## [Exercise brief]
Please set down only the lines between the line containing "otoscope, placing a dot on each." and the end of the records, inclusive, exactly as they stand.

+-------+

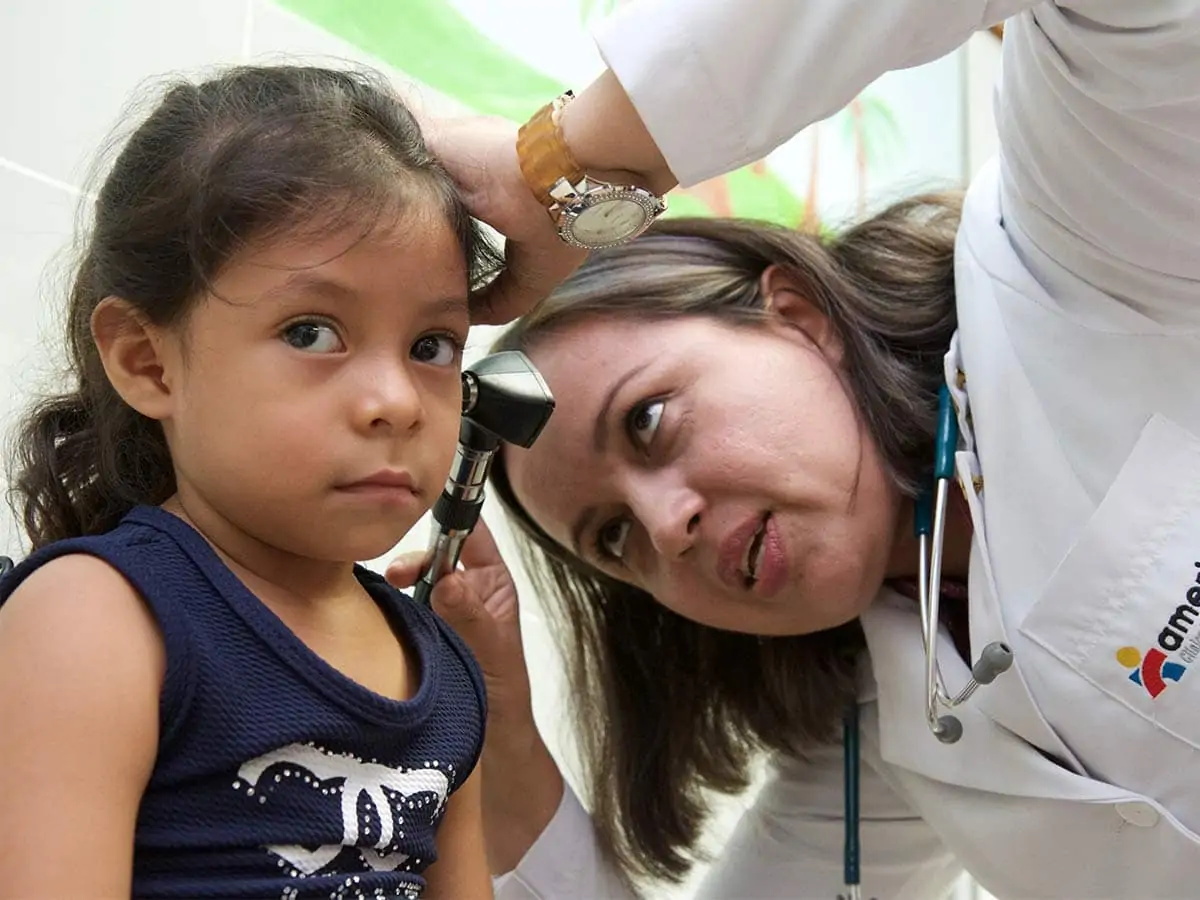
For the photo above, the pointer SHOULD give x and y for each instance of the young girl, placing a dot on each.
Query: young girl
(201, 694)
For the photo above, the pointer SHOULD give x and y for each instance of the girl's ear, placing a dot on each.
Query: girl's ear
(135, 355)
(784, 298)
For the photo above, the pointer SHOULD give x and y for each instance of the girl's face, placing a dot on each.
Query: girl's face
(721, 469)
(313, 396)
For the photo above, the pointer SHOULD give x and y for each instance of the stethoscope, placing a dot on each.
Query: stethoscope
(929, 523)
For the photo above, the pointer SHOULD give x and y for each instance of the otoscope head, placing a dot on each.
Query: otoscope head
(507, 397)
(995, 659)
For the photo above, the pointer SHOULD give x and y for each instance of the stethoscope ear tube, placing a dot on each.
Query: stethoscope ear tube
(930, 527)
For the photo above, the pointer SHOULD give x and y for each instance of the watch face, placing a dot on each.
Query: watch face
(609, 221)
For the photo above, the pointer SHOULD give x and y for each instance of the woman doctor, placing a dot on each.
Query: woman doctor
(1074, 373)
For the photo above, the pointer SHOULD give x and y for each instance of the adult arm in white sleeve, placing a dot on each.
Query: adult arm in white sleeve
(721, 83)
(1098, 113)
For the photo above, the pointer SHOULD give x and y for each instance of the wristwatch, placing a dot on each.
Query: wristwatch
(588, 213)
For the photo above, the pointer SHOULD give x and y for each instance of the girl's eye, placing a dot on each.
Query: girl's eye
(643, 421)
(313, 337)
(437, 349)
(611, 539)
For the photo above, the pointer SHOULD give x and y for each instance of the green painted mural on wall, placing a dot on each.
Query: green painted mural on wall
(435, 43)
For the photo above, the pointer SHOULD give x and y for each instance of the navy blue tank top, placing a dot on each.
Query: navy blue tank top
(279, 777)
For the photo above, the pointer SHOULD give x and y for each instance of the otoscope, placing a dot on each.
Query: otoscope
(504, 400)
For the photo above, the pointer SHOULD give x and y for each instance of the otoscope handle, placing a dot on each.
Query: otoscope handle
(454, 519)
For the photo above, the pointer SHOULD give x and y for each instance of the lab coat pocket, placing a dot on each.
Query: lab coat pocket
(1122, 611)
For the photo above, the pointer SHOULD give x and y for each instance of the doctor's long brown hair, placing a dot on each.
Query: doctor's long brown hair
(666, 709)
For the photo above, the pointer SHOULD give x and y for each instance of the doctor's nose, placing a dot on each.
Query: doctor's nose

+-------+

## [Your response]
For the photo above, the pointer SHOULD give x and y for each instance of the otoscope, placing a dot on each.
Query: otoscope
(504, 400)
For the photo above, the pointer SHOULD give x and y for each instance of the otoscope handle, placing a dot on each.
Query: otoscope handle
(454, 519)
For the photo above, the pointer SHOULD give x and y for each instance of the lab coat pocket, placing a dot on each.
Query: lab coat pocket
(1122, 611)
For the photo above, the pointer SHOULD give x and y for each instance of the doctor's long brown hair, placing a dot on each.
Query: doctor's long brown hair
(666, 709)
For the photo above, the pointer SHOULD give x and y for each instance of the doctor's nose, placing a dot on each.
Query: doctor's nose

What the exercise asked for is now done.